▸ WRITTEN REQUEST A
Could you offset every coordinate in the answers by 113 and write out the listing lines again, requests included, starting with the line with "Where can the dark" and going on through the end of the listing? Leave the pictures out.

** BEGIN TEXT PROVIDED **

The PIO interface is grouped into different modes that correspond to different transfer rates. The electrical signaling among the
different modes is similar — only the cycle time between transactions is reduced in order to achieve a higher transfer rate
The PIO modes require a great deal of CPU overhead to configure a data transaction and transfer the data. Because of this
inefficiency, the DMA (and eventually UDMA) interface was created to increase performance. The simple digital logic required to
implement a PIO transfer still makes this transfer method useful today, especially if high transfer rates are not required like in
embedded systems, or with FPGA chips where PIO mode can be used without significant performance loss.
Interrupt driven I/O

Is a way of controlling input/output activity in which a peripheral or terminal that needs to make or receive a data transfer sends a
signal that causes a program interrupt to be set. At a time appropriate to the priority level of the I/O interrupt, relative to the total
interrupt system, the processor enters an interrupt service routine (ISR). The function of the routine will depend upon the system of
interrupt levels and priorities that is implemented in the processor.

** END TEXT PROVIDED **
** BEGIN DATA LINES **

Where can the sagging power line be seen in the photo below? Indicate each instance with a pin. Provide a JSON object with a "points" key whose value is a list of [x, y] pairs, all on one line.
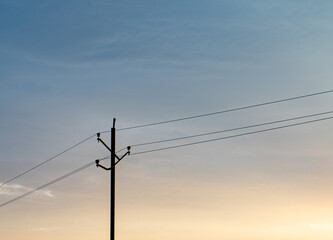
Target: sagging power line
{"points": [[228, 130], [169, 121], [162, 149]]}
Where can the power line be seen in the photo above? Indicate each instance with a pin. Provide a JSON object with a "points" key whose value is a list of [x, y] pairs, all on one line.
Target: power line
{"points": [[50, 183], [229, 130], [158, 149], [48, 160], [232, 136], [225, 111]]}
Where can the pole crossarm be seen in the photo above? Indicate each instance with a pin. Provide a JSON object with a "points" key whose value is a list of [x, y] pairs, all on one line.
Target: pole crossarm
{"points": [[112, 167], [119, 159], [105, 145]]}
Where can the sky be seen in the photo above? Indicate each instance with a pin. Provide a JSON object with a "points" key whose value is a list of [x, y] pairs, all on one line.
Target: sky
{"points": [[69, 67]]}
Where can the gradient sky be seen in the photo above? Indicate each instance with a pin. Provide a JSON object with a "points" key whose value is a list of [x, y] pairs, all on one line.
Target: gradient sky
{"points": [[69, 67]]}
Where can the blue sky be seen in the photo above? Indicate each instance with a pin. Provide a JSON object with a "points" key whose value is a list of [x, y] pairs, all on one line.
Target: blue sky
{"points": [[69, 67]]}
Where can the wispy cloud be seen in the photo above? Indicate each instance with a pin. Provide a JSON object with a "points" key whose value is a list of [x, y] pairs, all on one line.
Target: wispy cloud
{"points": [[16, 190]]}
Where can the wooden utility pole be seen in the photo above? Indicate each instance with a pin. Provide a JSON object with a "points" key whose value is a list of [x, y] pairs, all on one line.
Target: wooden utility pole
{"points": [[113, 175]]}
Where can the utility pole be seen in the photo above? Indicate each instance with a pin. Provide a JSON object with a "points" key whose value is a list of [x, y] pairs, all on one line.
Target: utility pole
{"points": [[112, 175]]}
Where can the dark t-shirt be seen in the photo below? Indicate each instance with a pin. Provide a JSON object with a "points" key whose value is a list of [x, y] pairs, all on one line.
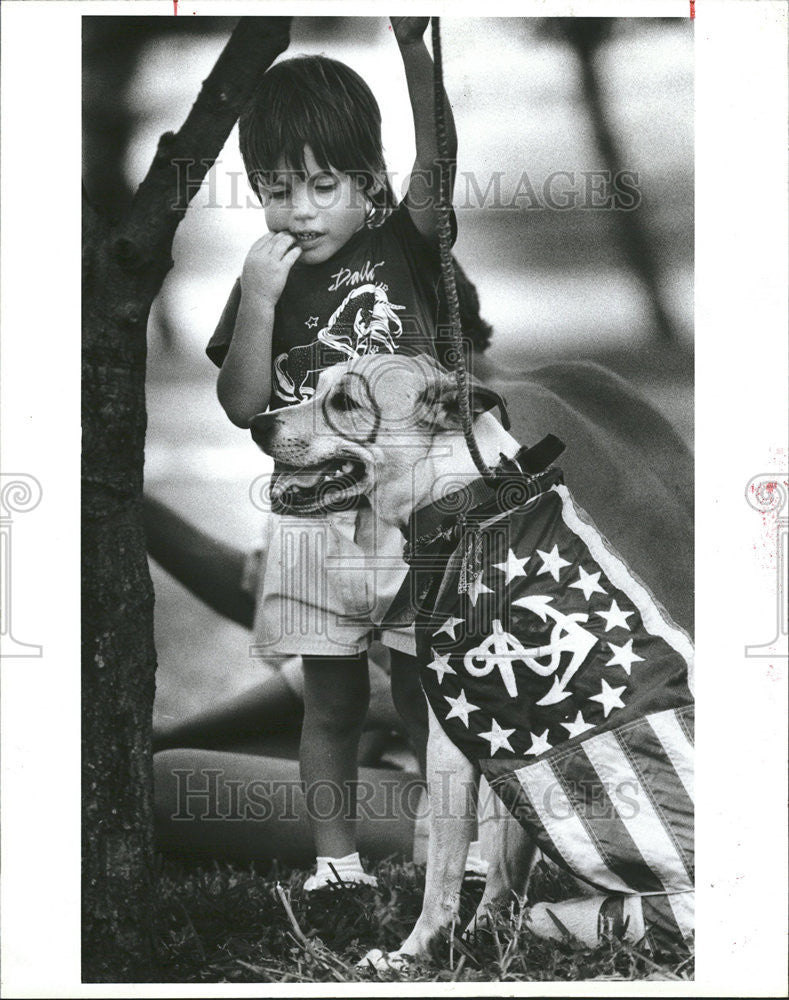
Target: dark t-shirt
{"points": [[377, 294]]}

** END DATA LINES **

▸ WRITTEN REQUEST B
Rewrite the I/O text starting with "The PIO interface" and going on through "significant performance loss.", replacing "PIO" with "programmed I/O" each time it appears.

▸ EXERCISE SOLUTION A
Where can the dark t-shirt be seen in the photo below? Indicate each instance with a pin. Provide a JSON object with a "points" key whose value is a list of [x, y] pairs, all on one line.
Target: dark t-shirt
{"points": [[490, 407]]}

▸ EXERCISE SOLUTION B
The programmed I/O interface is grouped into different modes that correspond to different transfer rates. The electrical signaling among the
different modes is similar — only the cycle time between transactions is reduced in order to achieve a higher transfer rate
The programmed I/O modes require a great deal of CPU overhead to configure a data transaction and transfer the data. Because of this
inefficiency, the DMA (and eventually UDMA) interface was created to increase performance. The simple digital logic required to
implement a programmed I/O transfer still makes this transfer method useful today, especially if high transfer rates are not required like in
embedded systems, or with FPGA chips where programmed I/O mode can be used without significant performance loss.